WHAT THE TASK ASKS ->
Pull out every line in the items below that contains the word "skier", and copy each one unchanged.

══ SUPPLIED ENTRIES

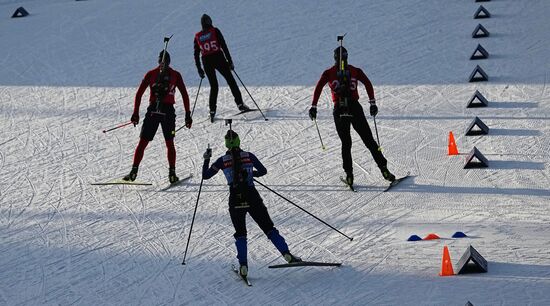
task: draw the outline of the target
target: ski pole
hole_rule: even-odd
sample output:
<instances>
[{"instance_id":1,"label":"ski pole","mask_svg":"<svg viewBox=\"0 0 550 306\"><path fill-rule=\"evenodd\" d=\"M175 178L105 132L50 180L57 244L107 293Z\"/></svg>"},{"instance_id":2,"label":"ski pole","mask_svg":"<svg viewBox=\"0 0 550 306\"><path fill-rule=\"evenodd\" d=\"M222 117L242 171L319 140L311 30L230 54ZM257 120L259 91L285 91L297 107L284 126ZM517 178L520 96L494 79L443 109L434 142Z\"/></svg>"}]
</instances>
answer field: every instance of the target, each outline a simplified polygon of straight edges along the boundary
<instances>
[{"instance_id":1,"label":"ski pole","mask_svg":"<svg viewBox=\"0 0 550 306\"><path fill-rule=\"evenodd\" d=\"M380 139L378 138L378 128L376 127L376 116L372 116L374 120L374 131L376 131L376 141L378 142L378 151L382 152L382 146L380 145Z\"/></svg>"},{"instance_id":2,"label":"ski pole","mask_svg":"<svg viewBox=\"0 0 550 306\"><path fill-rule=\"evenodd\" d=\"M208 149L210 150L210 144L208 144ZM191 232L193 232L193 224L195 223L195 215L197 214L197 207L199 206L199 198L201 197L202 182L204 178L201 178L201 184L199 186L199 194L197 195L197 203L195 203L195 210L193 211L193 219L191 219L191 227L189 228L189 236L187 237L187 244L185 245L185 253L183 254L182 265L185 265L185 257L187 257L187 249L189 248L189 241L191 240Z\"/></svg>"},{"instance_id":3,"label":"ski pole","mask_svg":"<svg viewBox=\"0 0 550 306\"><path fill-rule=\"evenodd\" d=\"M103 133L107 133L107 132L110 132L110 131L112 131L112 130L120 129L121 127L125 127L125 126L127 126L127 125L132 124L132 123L133 123L132 121L123 123L123 124L121 124L121 125L115 126L114 128L110 128L110 129L108 129L108 130L103 130Z\"/></svg>"},{"instance_id":4,"label":"ski pole","mask_svg":"<svg viewBox=\"0 0 550 306\"><path fill-rule=\"evenodd\" d=\"M291 200L289 200L289 199L285 198L284 196L280 195L280 194L279 194L279 193L277 193L277 192L276 192L275 190L273 190L273 189L271 189L271 188L267 187L266 185L264 185L264 184L260 183L260 182L259 182L258 180L256 180L256 179L254 179L254 182L256 182L256 183L258 183L258 184L262 185L262 186L263 186L264 188L266 188L267 190L269 190L269 191L273 192L274 194L276 194L276 195L278 195L279 197L283 198L284 200L286 200L286 201L287 201L287 202L289 202L290 204L292 204L292 205L294 205L294 206L298 207L299 209L301 209L302 211L304 211L304 212L305 212L305 213L307 213L308 215L310 215L310 216L312 216L313 218L317 219L318 221L320 221L320 222L321 222L321 223L323 223L324 225L326 225L326 226L330 227L331 229L335 230L336 232L338 232L338 233L339 233L339 234L341 234L342 236L344 236L344 237L348 238L348 239L349 239L349 241L353 241L353 237L349 237L349 236L347 236L346 234L344 234L344 233L342 233L341 231L337 230L337 229L336 229L336 228L335 228L334 226L332 226L332 225L330 225L330 224L326 223L325 221L323 221L323 220L321 220L321 219L317 218L317 217L316 217L316 216L314 216L314 215L313 215L312 213L310 213L309 211L307 211L307 210L303 209L303 208L302 208L302 207L300 207L300 206L299 206L298 204L296 204L296 203L292 202Z\"/></svg>"},{"instance_id":5,"label":"ski pole","mask_svg":"<svg viewBox=\"0 0 550 306\"><path fill-rule=\"evenodd\" d=\"M256 107L257 107L258 110L260 111L260 114L262 114L262 117L264 117L264 120L267 121L267 118L265 117L264 113L262 112L262 110L261 110L260 107L258 106L258 103L256 103L256 101L254 100L254 98L253 98L252 95L250 94L250 91L248 91L248 88L246 88L246 86L244 85L243 80L241 80L241 78L240 78L239 75L237 74L237 71L235 71L235 69L233 69L233 72L234 72L235 75L237 76L237 79L239 79L239 81L240 81L241 84L243 85L244 90L246 90L246 92L247 92L248 95L250 96L250 99L252 99L252 102L254 102L254 105L256 105Z\"/></svg>"},{"instance_id":6,"label":"ski pole","mask_svg":"<svg viewBox=\"0 0 550 306\"><path fill-rule=\"evenodd\" d=\"M202 79L201 79L201 81L199 82L199 89L197 89L197 95L195 96L195 103L193 103L193 110L191 111L191 118L193 118L193 113L195 112L195 105L197 105L197 99L199 98L199 92L201 91L201 84L202 84ZM179 131L179 130L181 130L181 129L183 129L184 127L185 127L185 124L182 125L182 126L180 126L180 127L176 130L176 132Z\"/></svg>"},{"instance_id":7,"label":"ski pole","mask_svg":"<svg viewBox=\"0 0 550 306\"><path fill-rule=\"evenodd\" d=\"M319 126L317 125L317 118L313 119L313 122L315 122L315 127L317 128L317 134L319 135L319 140L321 141L321 148L326 150L325 145L323 144L323 138L321 138L321 132L319 132Z\"/></svg>"}]
</instances>

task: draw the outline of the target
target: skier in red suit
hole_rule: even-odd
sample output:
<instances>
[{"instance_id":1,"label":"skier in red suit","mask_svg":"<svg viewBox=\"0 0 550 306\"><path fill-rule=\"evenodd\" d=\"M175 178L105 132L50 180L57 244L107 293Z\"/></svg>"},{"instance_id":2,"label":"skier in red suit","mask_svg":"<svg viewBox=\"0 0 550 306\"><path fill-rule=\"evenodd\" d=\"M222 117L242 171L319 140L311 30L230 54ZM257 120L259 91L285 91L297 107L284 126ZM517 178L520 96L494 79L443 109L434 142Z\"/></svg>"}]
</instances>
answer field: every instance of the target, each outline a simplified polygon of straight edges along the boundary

════

RIGHT ANSWER ->
target: skier in red suit
[{"instance_id":1,"label":"skier in red suit","mask_svg":"<svg viewBox=\"0 0 550 306\"><path fill-rule=\"evenodd\" d=\"M175 178L105 132L50 180L57 244L107 293Z\"/></svg>"},{"instance_id":2,"label":"skier in red suit","mask_svg":"<svg viewBox=\"0 0 550 306\"><path fill-rule=\"evenodd\" d=\"M222 117L242 171L319 140L311 30L230 54ZM257 120L259 91L285 91L297 107L284 126ZM517 178L520 96L494 79L443 109L434 142Z\"/></svg>"}]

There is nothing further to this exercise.